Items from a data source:
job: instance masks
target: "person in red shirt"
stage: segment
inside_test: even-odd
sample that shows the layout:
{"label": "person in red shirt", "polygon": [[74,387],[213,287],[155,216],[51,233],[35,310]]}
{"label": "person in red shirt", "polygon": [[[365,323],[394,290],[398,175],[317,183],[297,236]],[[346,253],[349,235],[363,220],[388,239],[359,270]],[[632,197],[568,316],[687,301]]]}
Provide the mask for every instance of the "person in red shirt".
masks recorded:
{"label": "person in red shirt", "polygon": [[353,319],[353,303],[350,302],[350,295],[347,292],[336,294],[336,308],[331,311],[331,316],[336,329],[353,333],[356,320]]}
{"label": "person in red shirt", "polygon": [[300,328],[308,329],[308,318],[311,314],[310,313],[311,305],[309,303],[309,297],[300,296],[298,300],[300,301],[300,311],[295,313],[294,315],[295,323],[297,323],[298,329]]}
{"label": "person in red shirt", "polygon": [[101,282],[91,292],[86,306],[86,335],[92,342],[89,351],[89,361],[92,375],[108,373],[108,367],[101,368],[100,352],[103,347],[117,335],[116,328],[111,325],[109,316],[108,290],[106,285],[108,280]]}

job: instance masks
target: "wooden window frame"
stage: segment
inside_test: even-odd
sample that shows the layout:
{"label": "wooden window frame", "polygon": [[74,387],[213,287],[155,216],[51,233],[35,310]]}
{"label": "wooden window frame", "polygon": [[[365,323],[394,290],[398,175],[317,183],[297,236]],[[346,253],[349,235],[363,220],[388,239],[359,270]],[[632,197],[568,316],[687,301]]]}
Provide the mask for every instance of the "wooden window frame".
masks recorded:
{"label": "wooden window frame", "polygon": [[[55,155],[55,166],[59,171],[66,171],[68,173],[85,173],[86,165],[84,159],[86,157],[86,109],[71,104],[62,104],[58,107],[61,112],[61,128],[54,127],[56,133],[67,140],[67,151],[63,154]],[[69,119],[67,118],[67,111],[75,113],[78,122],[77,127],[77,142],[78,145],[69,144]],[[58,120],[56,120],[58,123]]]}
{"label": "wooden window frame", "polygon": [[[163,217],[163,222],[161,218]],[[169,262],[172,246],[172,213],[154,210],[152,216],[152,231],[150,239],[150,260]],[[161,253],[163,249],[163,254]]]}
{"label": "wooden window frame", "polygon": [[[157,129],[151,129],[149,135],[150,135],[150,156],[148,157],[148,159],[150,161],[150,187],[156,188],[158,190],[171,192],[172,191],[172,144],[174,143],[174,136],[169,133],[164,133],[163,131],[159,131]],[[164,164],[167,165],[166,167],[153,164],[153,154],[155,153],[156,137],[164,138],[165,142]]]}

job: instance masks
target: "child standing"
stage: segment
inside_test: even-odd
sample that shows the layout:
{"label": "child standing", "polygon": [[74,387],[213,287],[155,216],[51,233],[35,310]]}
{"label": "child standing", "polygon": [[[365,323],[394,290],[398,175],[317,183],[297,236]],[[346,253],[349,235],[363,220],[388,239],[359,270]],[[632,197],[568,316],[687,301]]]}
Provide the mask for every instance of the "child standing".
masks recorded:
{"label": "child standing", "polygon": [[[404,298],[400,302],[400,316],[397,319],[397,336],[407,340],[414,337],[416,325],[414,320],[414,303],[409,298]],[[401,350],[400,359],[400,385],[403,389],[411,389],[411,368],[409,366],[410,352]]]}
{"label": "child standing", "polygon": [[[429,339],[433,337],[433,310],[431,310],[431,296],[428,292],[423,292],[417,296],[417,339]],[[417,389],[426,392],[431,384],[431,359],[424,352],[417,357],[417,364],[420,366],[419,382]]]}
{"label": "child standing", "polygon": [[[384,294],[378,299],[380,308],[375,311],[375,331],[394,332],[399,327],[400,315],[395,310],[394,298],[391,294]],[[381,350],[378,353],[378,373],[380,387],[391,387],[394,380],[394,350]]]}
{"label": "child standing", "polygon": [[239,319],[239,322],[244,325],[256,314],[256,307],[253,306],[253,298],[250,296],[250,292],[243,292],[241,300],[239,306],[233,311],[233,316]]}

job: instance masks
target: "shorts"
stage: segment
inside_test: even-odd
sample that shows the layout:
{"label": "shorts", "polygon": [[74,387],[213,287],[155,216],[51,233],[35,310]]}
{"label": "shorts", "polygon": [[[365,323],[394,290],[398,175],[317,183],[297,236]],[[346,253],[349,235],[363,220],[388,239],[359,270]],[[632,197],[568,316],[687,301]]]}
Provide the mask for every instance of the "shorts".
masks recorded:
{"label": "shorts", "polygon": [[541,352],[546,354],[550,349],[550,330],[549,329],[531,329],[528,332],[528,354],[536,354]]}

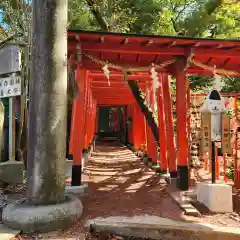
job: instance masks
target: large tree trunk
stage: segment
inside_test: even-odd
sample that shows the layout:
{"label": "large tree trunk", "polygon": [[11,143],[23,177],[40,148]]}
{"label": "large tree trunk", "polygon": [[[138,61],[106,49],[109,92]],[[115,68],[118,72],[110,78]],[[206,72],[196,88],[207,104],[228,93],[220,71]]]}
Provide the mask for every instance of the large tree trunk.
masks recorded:
{"label": "large tree trunk", "polygon": [[150,126],[153,136],[159,145],[159,131],[158,131],[158,125],[155,122],[155,119],[153,117],[153,113],[149,111],[148,107],[144,104],[144,99],[141,98],[141,92],[139,89],[139,86],[136,81],[127,81],[129,88],[132,91],[132,94],[140,107],[142,113],[144,114],[148,125]]}
{"label": "large tree trunk", "polygon": [[35,205],[65,199],[66,29],[67,0],[33,1],[27,198]]}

> [DESCRIPTION OF THE TASK]
Gather every line above that contains the word "target".

> [IN RESPONSE]
target: "person in red shirt"
target: "wooden window frame"
target: "child standing"
target: "shorts"
target: large tree trunk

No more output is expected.